◆ Challenge:
Give the material below as a JSON list of strings, one per line, beginning with the line that contains "Reviewer note: verify that every instance of the mushroom" and continuing through the end of the material. Omit blank lines and leave out the pictures.

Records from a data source
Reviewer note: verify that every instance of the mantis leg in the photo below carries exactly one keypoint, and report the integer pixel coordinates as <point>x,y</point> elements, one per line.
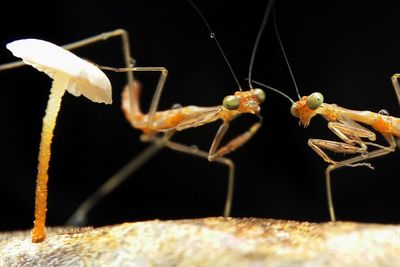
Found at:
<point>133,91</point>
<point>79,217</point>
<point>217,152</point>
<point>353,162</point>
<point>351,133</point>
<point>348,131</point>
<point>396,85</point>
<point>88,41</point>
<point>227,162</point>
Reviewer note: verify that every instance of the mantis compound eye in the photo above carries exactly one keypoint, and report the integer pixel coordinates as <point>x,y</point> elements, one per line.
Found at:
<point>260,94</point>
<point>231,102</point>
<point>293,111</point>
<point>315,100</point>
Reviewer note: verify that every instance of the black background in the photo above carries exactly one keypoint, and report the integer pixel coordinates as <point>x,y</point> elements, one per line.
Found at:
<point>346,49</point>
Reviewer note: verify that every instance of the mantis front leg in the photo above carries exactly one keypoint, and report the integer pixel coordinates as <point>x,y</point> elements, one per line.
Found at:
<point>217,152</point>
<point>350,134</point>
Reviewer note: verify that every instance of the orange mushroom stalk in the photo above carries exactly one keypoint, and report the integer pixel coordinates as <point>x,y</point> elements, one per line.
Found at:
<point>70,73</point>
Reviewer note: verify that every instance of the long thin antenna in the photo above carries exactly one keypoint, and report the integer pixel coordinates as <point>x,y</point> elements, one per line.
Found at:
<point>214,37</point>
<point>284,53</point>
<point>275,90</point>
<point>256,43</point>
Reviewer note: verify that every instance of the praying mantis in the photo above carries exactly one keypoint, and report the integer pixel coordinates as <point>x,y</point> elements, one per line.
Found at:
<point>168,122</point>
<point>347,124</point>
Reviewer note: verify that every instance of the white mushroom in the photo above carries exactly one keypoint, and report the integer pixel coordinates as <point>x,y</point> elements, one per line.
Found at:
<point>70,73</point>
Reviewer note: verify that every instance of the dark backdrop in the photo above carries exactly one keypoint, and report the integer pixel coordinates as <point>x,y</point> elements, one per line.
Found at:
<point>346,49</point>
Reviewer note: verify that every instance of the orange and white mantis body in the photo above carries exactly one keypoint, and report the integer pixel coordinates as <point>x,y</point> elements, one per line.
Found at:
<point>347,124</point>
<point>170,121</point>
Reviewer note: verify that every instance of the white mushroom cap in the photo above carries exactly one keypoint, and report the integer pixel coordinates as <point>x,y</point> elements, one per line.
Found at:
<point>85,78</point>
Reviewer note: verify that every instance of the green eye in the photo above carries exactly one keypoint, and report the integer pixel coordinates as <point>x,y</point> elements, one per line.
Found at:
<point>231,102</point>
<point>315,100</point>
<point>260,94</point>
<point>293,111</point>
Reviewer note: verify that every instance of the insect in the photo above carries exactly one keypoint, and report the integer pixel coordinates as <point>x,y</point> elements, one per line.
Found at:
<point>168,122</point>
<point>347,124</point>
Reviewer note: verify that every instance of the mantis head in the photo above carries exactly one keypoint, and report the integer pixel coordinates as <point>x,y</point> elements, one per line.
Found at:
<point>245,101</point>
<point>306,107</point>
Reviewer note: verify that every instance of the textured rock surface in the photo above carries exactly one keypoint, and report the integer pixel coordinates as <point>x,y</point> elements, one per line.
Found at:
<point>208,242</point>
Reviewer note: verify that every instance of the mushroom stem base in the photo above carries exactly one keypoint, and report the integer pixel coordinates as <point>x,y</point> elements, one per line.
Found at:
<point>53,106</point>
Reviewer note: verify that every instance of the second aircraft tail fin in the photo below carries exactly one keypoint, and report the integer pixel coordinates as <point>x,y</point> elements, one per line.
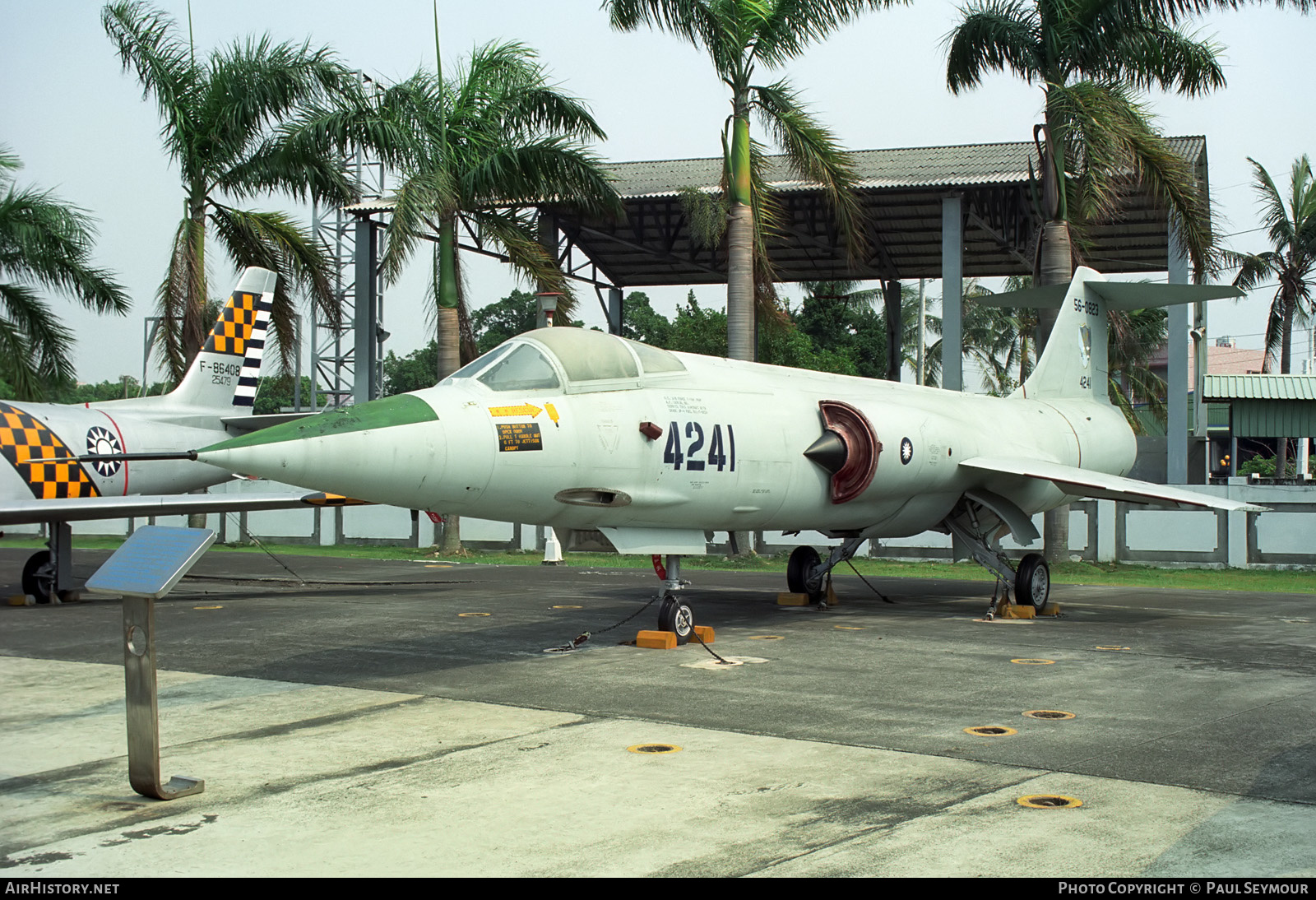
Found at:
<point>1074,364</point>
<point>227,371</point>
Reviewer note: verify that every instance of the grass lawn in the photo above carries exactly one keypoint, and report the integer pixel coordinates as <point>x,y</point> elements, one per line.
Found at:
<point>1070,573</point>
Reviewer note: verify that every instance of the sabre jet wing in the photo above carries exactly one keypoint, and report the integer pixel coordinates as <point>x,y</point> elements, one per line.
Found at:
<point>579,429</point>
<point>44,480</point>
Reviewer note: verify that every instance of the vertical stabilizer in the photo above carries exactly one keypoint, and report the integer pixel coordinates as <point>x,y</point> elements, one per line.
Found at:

◆ Task solution:
[
  "Reviewer note: verify that every instance of the mushroom stem base in the photo above carries exactly one keypoint, and report the integer pixel coordinates as <point>x,y</point> elements, one per line.",
  "Found at:",
  "<point>53,106</point>",
  "Reviewer note: verify that every instance of the second aircraft tail fin in the photo below carries exactly one keypoint, and report the integer pixel coordinates as <point>x,y</point> elements, one per line.",
  "Found at:",
  "<point>1074,364</point>",
  "<point>227,371</point>",
  "Reviewer note: verify that every instance of the grass lawn in the photo above carries exactly one keypoint, and report the integer pixel coordinates as <point>x,y</point> elements, one per line.",
  "Found at:",
  "<point>1070,573</point>",
  "Reviewer note: verify that every instance of the sabre jet wing in the photo above carries exactly one keypoint, and report the integer pixel coordinates as <point>x,y</point> elements, one per line.",
  "Found at:",
  "<point>579,429</point>",
  "<point>44,480</point>",
  "Reviewer note: verify that every instance of the vertical stabilizer in the photo above carries exactly one keypoint, and report the integer pixel coordinates as <point>x,y</point> elements, one per line.",
  "Found at:"
]